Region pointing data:
******

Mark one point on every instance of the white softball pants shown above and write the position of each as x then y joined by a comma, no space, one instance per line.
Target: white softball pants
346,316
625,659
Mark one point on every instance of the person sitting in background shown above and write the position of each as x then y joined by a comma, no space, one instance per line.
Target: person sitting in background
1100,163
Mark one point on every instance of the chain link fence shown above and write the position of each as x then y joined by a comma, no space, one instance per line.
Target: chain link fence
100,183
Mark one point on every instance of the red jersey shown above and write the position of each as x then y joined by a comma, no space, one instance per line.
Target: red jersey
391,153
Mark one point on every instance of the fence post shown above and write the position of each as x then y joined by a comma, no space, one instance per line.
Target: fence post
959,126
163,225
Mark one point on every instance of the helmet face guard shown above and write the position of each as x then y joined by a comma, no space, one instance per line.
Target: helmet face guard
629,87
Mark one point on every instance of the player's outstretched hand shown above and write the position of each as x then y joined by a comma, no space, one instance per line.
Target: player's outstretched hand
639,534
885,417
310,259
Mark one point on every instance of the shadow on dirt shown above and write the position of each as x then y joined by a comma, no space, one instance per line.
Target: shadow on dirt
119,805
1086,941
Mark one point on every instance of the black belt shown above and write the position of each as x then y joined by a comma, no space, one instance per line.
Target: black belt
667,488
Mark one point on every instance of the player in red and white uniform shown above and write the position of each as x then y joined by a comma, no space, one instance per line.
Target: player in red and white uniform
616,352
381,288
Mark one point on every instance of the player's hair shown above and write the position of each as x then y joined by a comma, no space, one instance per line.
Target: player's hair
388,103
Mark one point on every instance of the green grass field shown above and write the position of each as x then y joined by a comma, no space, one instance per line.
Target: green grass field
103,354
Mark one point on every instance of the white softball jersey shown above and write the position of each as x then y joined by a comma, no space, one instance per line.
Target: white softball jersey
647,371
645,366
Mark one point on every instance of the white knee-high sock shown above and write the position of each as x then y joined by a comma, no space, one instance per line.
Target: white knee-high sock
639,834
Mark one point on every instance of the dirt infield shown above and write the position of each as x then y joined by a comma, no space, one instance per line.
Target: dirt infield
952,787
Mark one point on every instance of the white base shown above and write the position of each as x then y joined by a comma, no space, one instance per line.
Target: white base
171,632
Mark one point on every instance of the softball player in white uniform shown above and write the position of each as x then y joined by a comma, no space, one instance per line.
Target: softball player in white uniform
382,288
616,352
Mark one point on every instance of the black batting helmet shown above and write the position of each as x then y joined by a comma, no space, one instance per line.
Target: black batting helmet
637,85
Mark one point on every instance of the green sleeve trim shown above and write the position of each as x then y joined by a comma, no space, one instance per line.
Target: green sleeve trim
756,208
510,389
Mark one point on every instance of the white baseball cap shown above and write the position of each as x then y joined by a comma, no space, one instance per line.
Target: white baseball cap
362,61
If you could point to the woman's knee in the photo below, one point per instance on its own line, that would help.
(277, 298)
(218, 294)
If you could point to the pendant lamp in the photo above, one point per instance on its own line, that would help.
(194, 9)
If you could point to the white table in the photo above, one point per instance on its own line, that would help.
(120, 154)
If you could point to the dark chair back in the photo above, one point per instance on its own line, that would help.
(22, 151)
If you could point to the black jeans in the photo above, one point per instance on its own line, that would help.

******

#### [WHAT YOU NEED TO DO]
Return, without any change, only the lines from the one containing "If you could point to the dark" through the last line of the entries above.

#### [SOLUTION TO THE EXERCISE]
If you could point to the dark chair back in the photo above, one point per instance on its own line, that would help.
(22, 151)
If you could point to the black jeans in the photo above, one point per instance on its own line, that would help.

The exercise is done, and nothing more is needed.